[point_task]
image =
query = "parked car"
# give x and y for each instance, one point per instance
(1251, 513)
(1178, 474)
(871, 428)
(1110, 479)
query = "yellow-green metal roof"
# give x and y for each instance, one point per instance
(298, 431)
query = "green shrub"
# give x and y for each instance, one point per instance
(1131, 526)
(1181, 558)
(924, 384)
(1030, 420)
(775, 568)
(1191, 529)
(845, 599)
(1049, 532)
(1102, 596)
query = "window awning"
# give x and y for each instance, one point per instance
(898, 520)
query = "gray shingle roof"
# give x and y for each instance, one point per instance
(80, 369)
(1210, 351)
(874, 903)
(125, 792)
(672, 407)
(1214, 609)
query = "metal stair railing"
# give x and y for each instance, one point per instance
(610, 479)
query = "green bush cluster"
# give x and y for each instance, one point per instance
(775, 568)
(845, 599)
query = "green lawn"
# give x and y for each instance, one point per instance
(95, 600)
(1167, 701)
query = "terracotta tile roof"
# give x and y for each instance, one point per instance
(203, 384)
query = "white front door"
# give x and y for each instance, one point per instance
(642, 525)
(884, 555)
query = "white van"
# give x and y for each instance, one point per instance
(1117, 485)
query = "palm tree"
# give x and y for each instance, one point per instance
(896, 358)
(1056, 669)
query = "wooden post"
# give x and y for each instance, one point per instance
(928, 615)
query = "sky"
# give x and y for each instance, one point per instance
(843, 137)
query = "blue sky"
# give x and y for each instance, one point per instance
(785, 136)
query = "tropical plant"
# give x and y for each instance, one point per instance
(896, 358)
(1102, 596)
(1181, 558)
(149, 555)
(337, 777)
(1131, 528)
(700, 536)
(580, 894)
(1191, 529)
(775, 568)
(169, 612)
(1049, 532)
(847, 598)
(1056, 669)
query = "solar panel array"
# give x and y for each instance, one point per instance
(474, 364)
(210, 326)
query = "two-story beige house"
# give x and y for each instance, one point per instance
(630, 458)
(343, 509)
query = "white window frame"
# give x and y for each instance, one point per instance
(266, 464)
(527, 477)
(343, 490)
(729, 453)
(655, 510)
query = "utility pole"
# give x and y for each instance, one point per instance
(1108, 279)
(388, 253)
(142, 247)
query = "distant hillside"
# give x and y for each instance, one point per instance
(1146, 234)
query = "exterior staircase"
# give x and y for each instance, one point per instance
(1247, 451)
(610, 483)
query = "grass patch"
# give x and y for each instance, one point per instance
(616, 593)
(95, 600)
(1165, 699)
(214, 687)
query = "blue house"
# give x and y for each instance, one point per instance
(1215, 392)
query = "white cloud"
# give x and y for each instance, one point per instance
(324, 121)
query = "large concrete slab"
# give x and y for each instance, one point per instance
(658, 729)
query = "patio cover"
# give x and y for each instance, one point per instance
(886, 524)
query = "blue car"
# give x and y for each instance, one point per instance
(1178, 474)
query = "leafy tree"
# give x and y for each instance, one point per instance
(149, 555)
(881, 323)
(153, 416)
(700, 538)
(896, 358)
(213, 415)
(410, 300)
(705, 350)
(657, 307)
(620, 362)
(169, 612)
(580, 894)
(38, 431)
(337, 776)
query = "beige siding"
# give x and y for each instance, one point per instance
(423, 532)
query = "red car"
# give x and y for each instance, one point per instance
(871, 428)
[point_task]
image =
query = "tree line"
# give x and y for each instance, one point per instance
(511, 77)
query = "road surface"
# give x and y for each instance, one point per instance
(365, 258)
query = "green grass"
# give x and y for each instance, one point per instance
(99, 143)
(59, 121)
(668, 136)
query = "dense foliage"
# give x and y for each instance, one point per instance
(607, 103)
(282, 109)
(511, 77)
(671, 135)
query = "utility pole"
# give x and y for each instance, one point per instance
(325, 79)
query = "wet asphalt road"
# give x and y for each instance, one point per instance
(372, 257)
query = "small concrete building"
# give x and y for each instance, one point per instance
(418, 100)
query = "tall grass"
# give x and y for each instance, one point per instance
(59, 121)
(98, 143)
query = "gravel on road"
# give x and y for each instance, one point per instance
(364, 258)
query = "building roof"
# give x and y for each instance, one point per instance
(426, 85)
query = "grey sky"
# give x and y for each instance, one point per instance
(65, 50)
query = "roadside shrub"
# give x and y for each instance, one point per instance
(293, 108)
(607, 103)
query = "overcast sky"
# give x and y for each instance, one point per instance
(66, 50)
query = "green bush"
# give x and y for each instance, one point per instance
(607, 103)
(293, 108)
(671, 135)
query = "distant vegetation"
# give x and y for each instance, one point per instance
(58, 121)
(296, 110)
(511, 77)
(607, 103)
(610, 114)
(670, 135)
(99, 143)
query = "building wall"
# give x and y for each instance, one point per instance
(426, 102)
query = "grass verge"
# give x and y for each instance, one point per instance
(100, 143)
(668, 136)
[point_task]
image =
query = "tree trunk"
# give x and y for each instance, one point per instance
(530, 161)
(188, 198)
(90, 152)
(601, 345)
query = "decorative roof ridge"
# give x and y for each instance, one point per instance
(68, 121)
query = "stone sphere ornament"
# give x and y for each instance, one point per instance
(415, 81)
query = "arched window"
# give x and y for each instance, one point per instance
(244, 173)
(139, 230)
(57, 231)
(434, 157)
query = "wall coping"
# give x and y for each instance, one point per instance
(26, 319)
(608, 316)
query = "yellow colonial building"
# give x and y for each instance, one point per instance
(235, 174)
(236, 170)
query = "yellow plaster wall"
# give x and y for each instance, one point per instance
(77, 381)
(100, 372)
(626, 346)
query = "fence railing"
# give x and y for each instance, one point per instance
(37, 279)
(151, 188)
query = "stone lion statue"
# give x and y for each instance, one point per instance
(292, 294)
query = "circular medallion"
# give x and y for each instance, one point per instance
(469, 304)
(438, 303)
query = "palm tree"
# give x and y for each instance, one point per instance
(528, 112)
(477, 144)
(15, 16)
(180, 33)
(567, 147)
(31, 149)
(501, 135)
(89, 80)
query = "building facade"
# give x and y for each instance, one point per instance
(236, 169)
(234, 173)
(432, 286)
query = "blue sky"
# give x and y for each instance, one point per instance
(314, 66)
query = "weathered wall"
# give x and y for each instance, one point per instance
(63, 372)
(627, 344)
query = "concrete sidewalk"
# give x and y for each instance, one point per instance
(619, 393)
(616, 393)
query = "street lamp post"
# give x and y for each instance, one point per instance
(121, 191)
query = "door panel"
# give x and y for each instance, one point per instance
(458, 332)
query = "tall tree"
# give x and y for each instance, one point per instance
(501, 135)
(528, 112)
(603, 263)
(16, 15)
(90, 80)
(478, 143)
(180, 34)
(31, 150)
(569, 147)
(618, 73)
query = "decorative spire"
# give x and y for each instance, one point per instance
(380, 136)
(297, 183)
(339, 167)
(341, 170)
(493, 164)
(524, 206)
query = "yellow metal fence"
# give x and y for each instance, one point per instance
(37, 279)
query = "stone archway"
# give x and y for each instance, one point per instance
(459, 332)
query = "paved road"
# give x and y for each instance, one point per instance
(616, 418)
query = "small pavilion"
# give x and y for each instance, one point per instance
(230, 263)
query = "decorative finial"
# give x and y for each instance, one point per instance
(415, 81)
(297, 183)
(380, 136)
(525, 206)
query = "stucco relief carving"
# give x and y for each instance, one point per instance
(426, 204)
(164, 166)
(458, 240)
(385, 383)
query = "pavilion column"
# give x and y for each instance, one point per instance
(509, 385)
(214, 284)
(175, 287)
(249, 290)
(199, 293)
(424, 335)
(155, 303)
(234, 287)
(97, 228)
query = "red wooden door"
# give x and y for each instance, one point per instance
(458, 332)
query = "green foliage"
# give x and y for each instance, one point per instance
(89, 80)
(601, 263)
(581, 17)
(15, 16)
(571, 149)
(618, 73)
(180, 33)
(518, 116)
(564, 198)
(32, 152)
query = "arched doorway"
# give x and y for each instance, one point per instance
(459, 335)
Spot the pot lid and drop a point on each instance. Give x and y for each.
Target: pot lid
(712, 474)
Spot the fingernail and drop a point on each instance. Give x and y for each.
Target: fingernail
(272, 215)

WHAT THE TASK ASKS: Update the stretch of data from the start through the line containing "(1167, 701)" by replacing "green shrub" with "green hedge", leaving everything else as it is.

RESULT:
[point_task]
image =
query = "parked car"
# give x and y for each instance, one point per instance
(1251, 513)
(1178, 474)
(871, 428)
(1110, 479)
query = "yellow-green metal roof"
# give x and y for each instance, one point per instance
(298, 431)
query = "green hedge"
# give x and y for each instance, one point per instance
(1131, 526)
(1181, 558)
(924, 384)
(1030, 420)
(775, 568)
(1191, 529)
(845, 599)
(1049, 532)
(1102, 596)
query = "window awning"
# give x and y for each instance, one point per instance
(898, 520)
query = "gray shingle roof"
# give x and y for each instance, one point per instance
(80, 369)
(1210, 351)
(874, 903)
(125, 792)
(672, 407)
(1214, 609)
query = "metal stair railing"
# give x and y for each instance, one point per instance
(610, 479)
query = "green bush cluster"
# give x and y for each instance, one point per instance
(775, 568)
(845, 599)
query = "green lawn"
# give x and y for each instance, one point per instance
(95, 600)
(1167, 701)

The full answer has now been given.